I stumbled at this point. The Moon is so low-mass (relatively) and
close, and the distance to the Earth-Sun L1 point is so
large, that a trajectory from the Moon's surface to L1 would be
essentially the same as a trajectory from the Earth to L1. Nobody
has proposed the latter, AFAIK.
As for a stable orbit at Earth-Sun L1, all the debris in the Solar
System has had 4.5 billion years to drift there and stay, if that
were true. Nothing's visible.
Comments?
>> Does anyone know if a ballistic trajectory exists directly from the
>> Moon’s surface to the Earth-Sun L1 Lagrange point?
>
>I stumbled at this point. The Moon is so low-mass (relatively) and
>close, and the distance to the Earth-Sun L1 point is so
>large, that a trajectory from the Moon's surface to L1 would be
>essentially the same as a trajectory from the Earth to L1. Nobody
>has proposed the latter, AFAIK.
The trajectory is similar.
But, from the Moon, one is starting from a place with a quarter of the
radius, a sixth of the surface gravity, no atmosphere, no residents, and
a sufficient supply of non-volatile material there for the picking.
Anything arriving at or near any Lagrange point with a non-negligible
speed has a strong tendency to depart with a similar speed. Anything
arriving with a negligible speed either has propulsion or takes too long
to get there. Approximately.
--
(c) John Stockton, nr London, UK. ?@merlyn.demon.co.uk Turnpike v6.05 MIME.
Web <URL:http://www.merlyn.demon.co.uk/> - FAQqish topics, acronyms & links;
Astro stuff via astron-1.htm, gravity0.htm ; quotings.htm, pascal.htm, etc.
No Encoding. Quotes before replies. Snip well. Write clearly. Don't Mail News.
Nature has recently provided a sort of yard stick as to dust quantity
effects on climate,
http://expo.edu.ph/pinatubo/index.html
That seriously affects the DVI, (Dust Veil Index),
http://www.geo.mtu.edu/volcanoes/vc_web/overview/o_sc_volcano_climate.html
Personal experience: In 1991 we were wintering in central
Ontario, and normally used ~6 cords of wood / year, with
1 cord back-up and 250 gallons of heating oil emergency
reserve if the woodstove malfunctioned.
We ended up burning 9 cords that winter.
Daily high's stayed below -20F to 0F for weeks.
By putting a fist at arm's length in front of the day-time Sun,
the dust was quite apparent in the sky region around it.
::::::
Reproduce, word for word, the passage of the L1 discussion that opens with the words containing "But, from the" and closes with "quotings.htm, pascal.htm, etc.".

-- Stored data --
::::::
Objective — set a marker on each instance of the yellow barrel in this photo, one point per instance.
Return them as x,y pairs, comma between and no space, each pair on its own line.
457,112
::::::
-- Exercise answer --
But, from the Moon, one is starting from a place with a quarter of the
radius, a sixth of the surface gravity, no atmosphere, no residents, and
a sufficient supply of non-volatile material there for the picking.
Anything arriving at or near any Lagrange point with a non-negligible
speed has a strong tendency to depart with a similar speed. Anything
arriving with a negligible speed either has propulsion or takes too long
to get there. Approximately.
--
(c) John Stockton, nr London, UK. ?@merlyn.demon.co.uk Turnpike v6.05 MIME.
Web <URL:http://www.merlyn.demon.co.uk/> - FAQqish topics, acronyms & links;
Astro stuff via astron-1.htm, gravity0.htm ; quotings.htm, pascal.htm, etc.